One of the most powerful–and annoying–rares in the game. Imagine having your best creature constantly locked down, and always at risk of having a lone blocker removed for a powerful onslaught. Eye of Winter is even splashable, and I’d probably play it in any deck in which I can make 2-3 incidental source of primal mana (e.g. Seek Power, Feln Stranger, Amber Acolyte, etc.).

Flash Freeze – 2

Flash Freeze’s power depends on the deck it’s in. Do you have a lot of infiltrate dudes? Do you have a lot of flyers? Are you aggressive? You may want one or two of these, especially if you’re lacking actual removal spells. Notably, Flash Freeze does function as quasi removal, either by removing attackers from charging in, (and potentially leading to better defending blocks) or even by removing a blocker from combat!

Hatchery Hunter – 4

People constantly tell me that Hatchery Hunter is a bomb. Frankly, I’m unconvinced. In addition to being a 4/4 for 6 mana and requiring triple influence, you need to have multiple cards in your hand which you don’t mind turning into 3/3 flyers. That’s a lot that needs to go right in order to really raise him to “bomb” status. I’d probably pass if I was an aggressive Feln deck, but I’d be interested if I was Elysian.

-.-.-

# [WHAT TO DO]
(1) Reproduce the passage of the card reviews between "Flash Freeze’s power" and "blocker from combat!", inclusive.
(2) Answer these from the card reviews:
(a) What number follows the heading for Flash Freeze?
(b) What size and mana cost are given for Hatchery Hunter?
(c) Which three cards are offered as examples of primal mana sources for splashing Eye of Winter?
(3) Continue the card reviews from their last sentence.

# [SUPPLIED RECORDS]
-.-.-

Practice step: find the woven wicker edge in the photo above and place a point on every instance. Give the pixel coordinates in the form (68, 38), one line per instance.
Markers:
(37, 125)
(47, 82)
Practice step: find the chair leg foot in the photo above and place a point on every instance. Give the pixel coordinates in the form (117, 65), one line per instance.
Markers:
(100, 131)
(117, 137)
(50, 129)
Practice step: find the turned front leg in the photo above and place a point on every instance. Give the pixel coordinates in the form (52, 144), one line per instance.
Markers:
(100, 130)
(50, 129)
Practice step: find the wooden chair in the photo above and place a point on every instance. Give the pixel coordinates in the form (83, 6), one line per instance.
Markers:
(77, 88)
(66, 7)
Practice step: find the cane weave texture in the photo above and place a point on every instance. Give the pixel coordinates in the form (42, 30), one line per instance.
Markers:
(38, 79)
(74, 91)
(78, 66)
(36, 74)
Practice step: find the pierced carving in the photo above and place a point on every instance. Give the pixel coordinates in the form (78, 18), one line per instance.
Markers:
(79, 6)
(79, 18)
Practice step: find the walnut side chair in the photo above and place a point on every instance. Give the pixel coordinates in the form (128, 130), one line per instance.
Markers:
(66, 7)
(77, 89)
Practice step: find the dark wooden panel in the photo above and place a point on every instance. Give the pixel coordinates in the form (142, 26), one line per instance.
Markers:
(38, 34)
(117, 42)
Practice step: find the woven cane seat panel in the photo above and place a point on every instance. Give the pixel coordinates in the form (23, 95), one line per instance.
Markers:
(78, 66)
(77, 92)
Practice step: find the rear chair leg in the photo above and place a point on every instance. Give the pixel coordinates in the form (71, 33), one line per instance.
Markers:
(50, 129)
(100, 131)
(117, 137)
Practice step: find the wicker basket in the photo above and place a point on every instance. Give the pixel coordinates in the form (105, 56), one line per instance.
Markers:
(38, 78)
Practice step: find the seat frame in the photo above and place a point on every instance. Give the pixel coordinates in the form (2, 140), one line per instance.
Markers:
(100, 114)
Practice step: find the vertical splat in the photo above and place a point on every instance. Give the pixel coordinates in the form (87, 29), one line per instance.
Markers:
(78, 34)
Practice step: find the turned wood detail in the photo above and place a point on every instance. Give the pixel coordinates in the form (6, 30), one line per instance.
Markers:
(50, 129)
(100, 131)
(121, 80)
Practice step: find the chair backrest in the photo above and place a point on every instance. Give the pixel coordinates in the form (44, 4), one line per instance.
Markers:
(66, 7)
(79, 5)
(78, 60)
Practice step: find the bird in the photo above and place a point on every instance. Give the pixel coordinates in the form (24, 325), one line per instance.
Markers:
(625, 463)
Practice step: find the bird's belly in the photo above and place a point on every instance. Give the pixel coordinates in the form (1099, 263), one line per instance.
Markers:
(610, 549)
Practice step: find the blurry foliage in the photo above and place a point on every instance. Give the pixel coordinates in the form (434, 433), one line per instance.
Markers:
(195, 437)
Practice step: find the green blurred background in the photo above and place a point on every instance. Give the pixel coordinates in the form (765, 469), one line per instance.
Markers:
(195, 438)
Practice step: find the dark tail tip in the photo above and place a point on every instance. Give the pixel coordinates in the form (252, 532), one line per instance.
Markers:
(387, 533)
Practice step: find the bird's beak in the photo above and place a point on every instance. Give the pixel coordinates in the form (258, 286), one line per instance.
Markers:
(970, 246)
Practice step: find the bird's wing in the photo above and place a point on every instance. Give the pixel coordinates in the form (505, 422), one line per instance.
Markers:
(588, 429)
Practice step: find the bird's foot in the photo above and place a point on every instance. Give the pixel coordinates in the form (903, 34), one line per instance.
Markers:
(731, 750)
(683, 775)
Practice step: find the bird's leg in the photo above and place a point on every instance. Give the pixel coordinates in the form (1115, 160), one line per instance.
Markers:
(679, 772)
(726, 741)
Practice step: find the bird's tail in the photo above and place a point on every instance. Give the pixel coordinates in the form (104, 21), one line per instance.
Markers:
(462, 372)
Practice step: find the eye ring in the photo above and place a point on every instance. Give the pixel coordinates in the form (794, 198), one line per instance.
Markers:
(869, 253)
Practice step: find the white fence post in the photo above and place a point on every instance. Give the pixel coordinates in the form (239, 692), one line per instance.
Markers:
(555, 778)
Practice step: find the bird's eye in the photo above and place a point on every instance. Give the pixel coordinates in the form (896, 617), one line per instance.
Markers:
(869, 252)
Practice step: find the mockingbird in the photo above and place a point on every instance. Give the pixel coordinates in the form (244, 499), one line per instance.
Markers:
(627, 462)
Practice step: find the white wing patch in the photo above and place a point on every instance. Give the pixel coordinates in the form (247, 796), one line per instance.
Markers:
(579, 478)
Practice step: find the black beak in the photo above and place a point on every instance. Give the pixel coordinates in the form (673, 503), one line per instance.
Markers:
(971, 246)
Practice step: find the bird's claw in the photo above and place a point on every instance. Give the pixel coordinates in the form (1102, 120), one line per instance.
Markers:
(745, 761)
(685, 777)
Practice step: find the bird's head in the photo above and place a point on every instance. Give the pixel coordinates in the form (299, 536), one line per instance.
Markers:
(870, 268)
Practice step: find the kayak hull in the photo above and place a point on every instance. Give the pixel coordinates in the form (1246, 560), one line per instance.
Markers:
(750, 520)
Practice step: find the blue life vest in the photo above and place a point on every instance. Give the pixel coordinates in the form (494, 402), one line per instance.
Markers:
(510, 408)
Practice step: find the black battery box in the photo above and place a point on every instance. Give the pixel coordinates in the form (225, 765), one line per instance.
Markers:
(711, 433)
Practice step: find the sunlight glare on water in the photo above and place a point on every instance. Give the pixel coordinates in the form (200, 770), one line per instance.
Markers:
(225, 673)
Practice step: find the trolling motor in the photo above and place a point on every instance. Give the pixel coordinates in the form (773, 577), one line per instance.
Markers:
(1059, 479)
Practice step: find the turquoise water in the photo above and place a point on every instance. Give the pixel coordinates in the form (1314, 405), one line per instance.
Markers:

-.-.-

# [FINAL RESULTS]
(1)
Flash Freeze’s power depends on the deck it’s in. Do you have a lot of infiltrate dudes? Do you have a lot of flyers? Are you aggressive? You may want one or two of these, especially if you’re lacking actual removal spells. Notably, Flash Freeze does function as quasi removal, either by removing attackers from charging in, (and potentially leading to better defending blocks) or even by removing a blocker from combat!

(2)
(a) 2
(b) A 4/4 for 6 mana
(c) Seek Power, Feln Stranger, and Amber Acolyte

(3)
Herald’s Song / Second Sight / Wisdom of the Elders – 1.5

I’m including all three of these cards together because I have the same general feelings toward them all: they’re incredibly slow in a format that’s largely about tempo. Song is the weakest of the bunch, with the relative power level of the other two being largely dependant on the number of echo / fate cards in your deck. At the end of the day though, you’re in trouble if you don’t have a way to mitigate the tempo loss. I prefer these in the more controlling Elysian builds rather than Feln but am also happy about not running them to begin with.

Ice Sprite – 4

The only reason Ice Sprite isn’t higher (i.e. a 4.5) is because of how fragile she is. It’s not a great removal spell if your opponent can easily undo the stun. It’s a super awkward situation indeed when the removal is mid-combat and leads to a blowout block. Still, I take these highly and play them often. Be careful about Executes if you can.

Icebreaker – 0 or 5

How many stun spells are in your deck? Unless the answer is “Enough that I could probably stun something every turn for the rest of the game,” Icebreaker is really a lackluster minion. It’s rare that I would include this in my deck regardless, but I could see the stars aligning when he’s a repeatable Deathstrike every turn.

Jarrall Iceheart – 1.5

Let’s make one thing clear: being a Legendary does not make you a good card. A 6-mana 6/7 is fine deal (triple influence though, ugh), so if that’s something you’re in the market for then by all means play him. But ask yourself this: how often am I actually getting through my opponent’s forces with this guy? Even in the best case scenario, what’s the likelihood that his ability is remotely good? How many one-mana or two-mana spells am I running? I’d usually sit him in on the sidelines.

Jarrall’s Frostkin – 4.5

I have an unnatural love for this card, so take everything I have to say about Jarrall’s Frostkin with a grain of salt. Stun is a powerful mechanic. In any aggressive strategy, it enables you to develop your board while dealing with a troublesome blocker for TWO turns. You also don’t have to worry about a scary crack back from the creature either. He’s obviously better in Feln, but I’ll play as many of him as I can pick up in Elysian as well.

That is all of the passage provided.